» Supplied passage
I'm rereading a book about houses in 18th Century Williamsburg. Strangely enough, it's called "The Eighteenth-Century Houses of Williamsburg." by Marcus Whiffen. If it was published today, it would have a cover that said something like:
"Torn From Yesterday's Headlines-The Exciting True Story of the Heat and Passion of our Passionate Hot Forefathers and Mothers:"
"The Desperate Bodice Stitchers of Williamsburg!"
It was published in 1960, so they just told it like it was. I'd rather read one book like this than a metric tonne of fiction anyday. The only bodices that get ripped are because they caught them on a stray nail while burning quicklime in a brick kiln, but I can do without the "excitement." It's interesting enough as it is.
Colonial Williamsburg seems like an interesting place, one that I might like to visit. I've been to Washington DC's monuments, and Mount Vernon and so forth, but never Williamsburg. We'll have to wait until the Wee One is a little older, I think, as he will no doubt try to single-handedly re-enact the sack of Washington by the British during the War of 1812, and discommode the passersby, but we'll get around to it eventually.
John D. Rockefeller Junior bankrolled the collection and restoration of the houses there, if I recall correctly, and good for him. I always insist that the history that truly matters is not military history, but the march of events in the life of the great mass of citizens of a great nation that defines its progress. The clashing armies are important in that they define the ability and willingness of a society to defend itself, and its will to do so. What they are defending is just as interesting to me.
How did people live? Dress? Labor? Raise children? Learn? What did they sit on, and what kind of dwelling did they live in? Places like Williamsburg catalog just these quotidian details, and bless them for it.
Really dry books like "Houses of Williamsburg" have the scholarly details that lend perspective to our own lives, when we see how far we have come, but also how much we still retain. I found one particularly telling detail in it. It's a contract for Indenture between an orphaned boy and a bricklayer. Here it is:
This Indenture Witnesseth that John Webb an Orphan hath put himself, and by these Presents doth voluntarily and of his own free Will and Accord. put himself apprentice to William Phillips of Williamsburg Bricklayer to learn his Art, Trade, and Mystery: and after the Manner of and Apprentice to serve the said William Phillips from the day of the date hereof for and during and unto the full end and Term of five Years next ensuing during all which Term, the said Apprentice, his said Master faithfully shall serve, and his Secrets keep, who's lawful commands at all Times readily obey; He shall do no damage to his said Master, nor see it to be done by others, without giving Notice thereof to his said master. He shall not waste his said Master's Goods nor lend them unlawfully to any...

» Data listing
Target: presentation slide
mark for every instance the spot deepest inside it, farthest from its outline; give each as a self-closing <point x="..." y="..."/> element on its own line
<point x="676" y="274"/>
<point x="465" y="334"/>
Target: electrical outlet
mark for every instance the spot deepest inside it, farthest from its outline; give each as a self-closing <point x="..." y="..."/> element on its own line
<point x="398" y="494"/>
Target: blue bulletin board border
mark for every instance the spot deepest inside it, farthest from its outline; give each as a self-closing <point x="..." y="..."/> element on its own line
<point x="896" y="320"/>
...
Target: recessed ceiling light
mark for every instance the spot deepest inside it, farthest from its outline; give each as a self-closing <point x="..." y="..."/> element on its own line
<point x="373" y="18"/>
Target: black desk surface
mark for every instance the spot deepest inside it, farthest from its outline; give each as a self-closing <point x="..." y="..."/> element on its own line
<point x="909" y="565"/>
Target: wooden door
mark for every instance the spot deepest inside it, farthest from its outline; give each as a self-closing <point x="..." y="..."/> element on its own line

» Given exercise 1
In the Williamsburg post, to whom does John Webb bind himself as an apprentice?
» Given exercise 2
Please pick up the Williamsburg post from the point where it stops and keep writing it.
You won't need the listing for this.

» Written reply 1
To William Phillips of Williamsburg, a bricklayer.

» Written reply 2
To the modern eye, this looks like two paces from slavery. But not to the modern tradesman's eye. Because what you just read was essentially the same as the situation my peers and I entered into when we entered the building trades in the seventies. It wasn't written down, but it was spoken, or understood. I'll serve you faithfully if you teach me a trade is the bargain we all struck with someone older, wiser, and more experienced, but didn't mind having a seventeen year old around to pick up the 90 pound sacks of cement for him. And the only two questions asked of the prospective applicant were: Will you work hard? and: Will you stick around long enough to make my investment in your learning pay off? Answer yes, and you'd be pointed to a stack of something heavy that very minute.
In a very real way you were adopted like this fellow was. You were talking to the tradesman in the first place because you were his child, or nephew, or neighbor, or the son of a fellow churchgoer or lodge member. Somebody had vouched for you before you ever got to stand nervously in front of the guy, while he wondered if those little arms of yours could lift what he needed lifted.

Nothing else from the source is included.